● **What you need to do**:
Reproduce the lines from the start through the one holding "xmin=263 ymin=72 xmax=277 ymax=85", inclusive, with every bounding-box coordinate in the answers multiplied by 0.8 and rounded to a whole number, halves up. Keep the requests, including their sample boxes, unchanged.

-- Start of Records for the exercise --

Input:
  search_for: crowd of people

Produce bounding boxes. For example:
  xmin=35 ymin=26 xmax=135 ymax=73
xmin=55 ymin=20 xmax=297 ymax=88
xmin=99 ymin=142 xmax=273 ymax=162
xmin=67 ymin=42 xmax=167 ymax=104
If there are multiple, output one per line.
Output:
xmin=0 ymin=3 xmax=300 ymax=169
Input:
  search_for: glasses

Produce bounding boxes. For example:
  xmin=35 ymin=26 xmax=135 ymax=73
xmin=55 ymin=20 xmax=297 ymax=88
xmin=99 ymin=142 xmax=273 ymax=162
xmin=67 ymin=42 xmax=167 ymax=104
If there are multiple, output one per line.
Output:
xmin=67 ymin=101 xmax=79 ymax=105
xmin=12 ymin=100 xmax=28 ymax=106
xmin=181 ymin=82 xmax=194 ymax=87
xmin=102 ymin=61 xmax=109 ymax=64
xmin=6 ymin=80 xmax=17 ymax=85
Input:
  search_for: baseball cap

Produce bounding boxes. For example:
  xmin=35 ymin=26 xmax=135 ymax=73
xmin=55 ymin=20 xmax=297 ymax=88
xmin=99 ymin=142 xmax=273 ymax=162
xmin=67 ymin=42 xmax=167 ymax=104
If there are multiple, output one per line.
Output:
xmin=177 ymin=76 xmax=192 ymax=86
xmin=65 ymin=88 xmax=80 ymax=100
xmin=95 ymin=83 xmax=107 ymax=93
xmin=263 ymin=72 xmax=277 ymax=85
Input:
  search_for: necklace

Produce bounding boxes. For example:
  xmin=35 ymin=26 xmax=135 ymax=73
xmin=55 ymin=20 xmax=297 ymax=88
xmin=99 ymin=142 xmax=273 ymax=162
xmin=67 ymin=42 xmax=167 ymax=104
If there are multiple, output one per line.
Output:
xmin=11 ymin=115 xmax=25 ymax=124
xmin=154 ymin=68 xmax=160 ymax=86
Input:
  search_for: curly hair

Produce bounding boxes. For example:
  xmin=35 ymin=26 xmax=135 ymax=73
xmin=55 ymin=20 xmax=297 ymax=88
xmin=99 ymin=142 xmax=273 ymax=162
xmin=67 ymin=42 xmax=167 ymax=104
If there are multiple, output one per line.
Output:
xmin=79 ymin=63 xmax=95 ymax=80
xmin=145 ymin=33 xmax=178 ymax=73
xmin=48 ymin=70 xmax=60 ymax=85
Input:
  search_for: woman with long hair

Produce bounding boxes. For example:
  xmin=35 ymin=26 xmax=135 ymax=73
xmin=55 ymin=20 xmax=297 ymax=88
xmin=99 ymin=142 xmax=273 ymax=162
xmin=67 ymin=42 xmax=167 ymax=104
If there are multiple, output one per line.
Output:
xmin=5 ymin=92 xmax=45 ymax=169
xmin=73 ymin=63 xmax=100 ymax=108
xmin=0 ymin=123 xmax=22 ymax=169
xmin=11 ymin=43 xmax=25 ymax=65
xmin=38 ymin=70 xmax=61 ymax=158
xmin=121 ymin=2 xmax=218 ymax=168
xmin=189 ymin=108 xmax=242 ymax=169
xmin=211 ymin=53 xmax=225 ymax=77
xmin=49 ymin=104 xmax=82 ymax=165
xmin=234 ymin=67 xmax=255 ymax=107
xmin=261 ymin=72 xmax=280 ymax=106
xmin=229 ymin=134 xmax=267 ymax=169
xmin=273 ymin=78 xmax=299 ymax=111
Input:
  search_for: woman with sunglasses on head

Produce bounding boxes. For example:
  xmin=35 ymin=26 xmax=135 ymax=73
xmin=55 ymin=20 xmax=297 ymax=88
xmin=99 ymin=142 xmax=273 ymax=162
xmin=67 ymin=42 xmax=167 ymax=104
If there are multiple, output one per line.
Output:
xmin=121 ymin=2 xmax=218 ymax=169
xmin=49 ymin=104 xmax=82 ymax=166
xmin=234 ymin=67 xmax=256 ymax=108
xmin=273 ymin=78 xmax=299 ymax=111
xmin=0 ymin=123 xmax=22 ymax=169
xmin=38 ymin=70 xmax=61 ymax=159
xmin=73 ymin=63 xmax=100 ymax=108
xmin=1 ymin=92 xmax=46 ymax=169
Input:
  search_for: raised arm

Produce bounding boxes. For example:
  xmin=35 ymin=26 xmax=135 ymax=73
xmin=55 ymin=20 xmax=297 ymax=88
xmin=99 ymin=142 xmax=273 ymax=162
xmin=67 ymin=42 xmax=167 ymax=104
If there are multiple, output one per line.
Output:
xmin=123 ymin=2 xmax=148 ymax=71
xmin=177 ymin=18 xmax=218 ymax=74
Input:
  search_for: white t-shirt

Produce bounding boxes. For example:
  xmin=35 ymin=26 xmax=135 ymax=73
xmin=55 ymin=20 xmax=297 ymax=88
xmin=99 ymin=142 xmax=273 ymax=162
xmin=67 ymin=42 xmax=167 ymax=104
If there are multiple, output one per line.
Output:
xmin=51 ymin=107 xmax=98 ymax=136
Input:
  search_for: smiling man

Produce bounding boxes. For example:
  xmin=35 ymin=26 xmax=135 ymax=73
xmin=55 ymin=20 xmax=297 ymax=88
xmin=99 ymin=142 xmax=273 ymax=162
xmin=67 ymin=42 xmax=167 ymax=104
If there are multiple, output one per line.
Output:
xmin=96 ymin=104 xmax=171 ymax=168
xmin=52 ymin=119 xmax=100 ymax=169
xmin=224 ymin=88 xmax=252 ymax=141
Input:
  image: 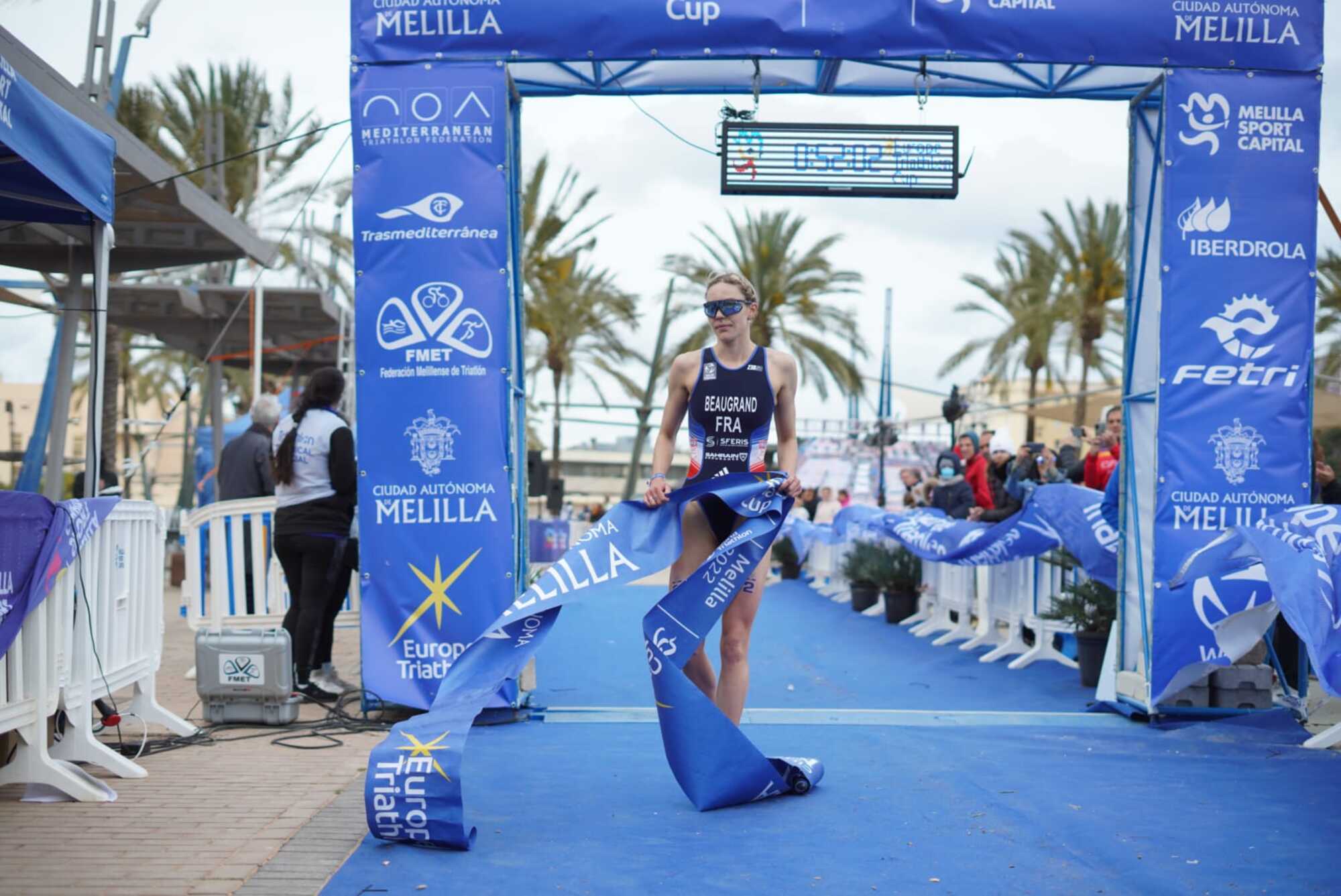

-- End of Records for the exercise --

● **Solution for this exercise**:
Input:
  search_for: crowd of people

Produce bounding boxes. For example:
  xmin=35 ymin=26 xmax=135 ymax=73
xmin=55 ymin=20 xmax=297 ymax=88
xmin=99 ymin=142 xmax=273 ymax=162
xmin=67 ymin=42 xmax=167 ymax=104
If there are multiple, output one per line.
Output:
xmin=0 ymin=2 xmax=240 ymax=135
Input:
  search_for: glasses

Produce bounding boxes. For example:
  xmin=35 ymin=26 xmax=135 ymax=73
xmin=55 ymin=20 xmax=297 ymax=88
xmin=99 ymin=142 xmax=273 ymax=162
xmin=67 ymin=42 xmax=167 ymax=104
If there are multiple, output one per line.
Output:
xmin=54 ymin=81 xmax=63 ymax=84
xmin=10 ymin=80 xmax=22 ymax=85
xmin=145 ymin=66 xmax=155 ymax=70
xmin=82 ymin=49 xmax=87 ymax=51
xmin=5 ymin=64 xmax=14 ymax=68
Input:
  search_for: baseball cap

Produce bounding boxes. For example:
  xmin=35 ymin=26 xmax=135 ymax=73
xmin=55 ymin=20 xmax=297 ymax=88
xmin=99 ymin=142 xmax=273 ymax=162
xmin=67 ymin=42 xmax=167 ymax=104
If there are multiple, output one per line.
Output:
xmin=142 ymin=61 xmax=154 ymax=69
xmin=52 ymin=70 xmax=64 ymax=80
xmin=76 ymin=66 xmax=86 ymax=74
xmin=210 ymin=58 xmax=222 ymax=68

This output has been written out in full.